--- Begin Recorded data ---
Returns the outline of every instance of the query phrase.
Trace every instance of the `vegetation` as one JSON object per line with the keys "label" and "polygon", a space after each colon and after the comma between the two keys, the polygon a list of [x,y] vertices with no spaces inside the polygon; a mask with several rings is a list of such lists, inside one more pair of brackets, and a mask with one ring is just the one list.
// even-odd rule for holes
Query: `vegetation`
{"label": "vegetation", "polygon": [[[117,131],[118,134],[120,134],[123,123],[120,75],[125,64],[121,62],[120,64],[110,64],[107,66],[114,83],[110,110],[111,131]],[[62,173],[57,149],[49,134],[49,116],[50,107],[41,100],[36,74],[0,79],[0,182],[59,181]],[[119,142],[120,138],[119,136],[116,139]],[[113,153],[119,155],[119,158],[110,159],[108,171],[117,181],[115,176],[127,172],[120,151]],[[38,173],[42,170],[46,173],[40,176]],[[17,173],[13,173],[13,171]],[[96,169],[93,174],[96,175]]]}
--- End Recorded data ---
Challenge ::
Extract every line of the entries above and reproduce each one verbatim, with no changes.

Exercise output ::
Returns the outline of every instance of the query phrase.
Trace every instance of the `vegetation` as one JSON object per line with the keys "label" and "polygon", a space after each colon and after the comma between the two keys, the polygon a list of [x,y] vertices with no spaces inside the polygon; a mask with several rings is a list of such lists, inside one more pair of brackets, and a mask with one ring is just the one list.
// even-odd rule for holes
Query: `vegetation`
{"label": "vegetation", "polygon": [[[117,131],[118,134],[120,134],[123,123],[120,75],[125,64],[121,62],[120,64],[110,64],[107,66],[114,83],[110,110],[111,131]],[[62,173],[57,149],[49,134],[49,116],[50,107],[41,100],[36,74],[0,79],[0,182],[59,181]],[[119,142],[120,138],[119,136],[116,139]],[[113,153],[119,155],[119,158],[110,159],[108,171],[117,181],[115,176],[127,172],[120,151]],[[38,173],[42,170],[46,173],[40,176]],[[17,173],[13,173],[13,171]],[[96,169],[93,174],[96,175]]]}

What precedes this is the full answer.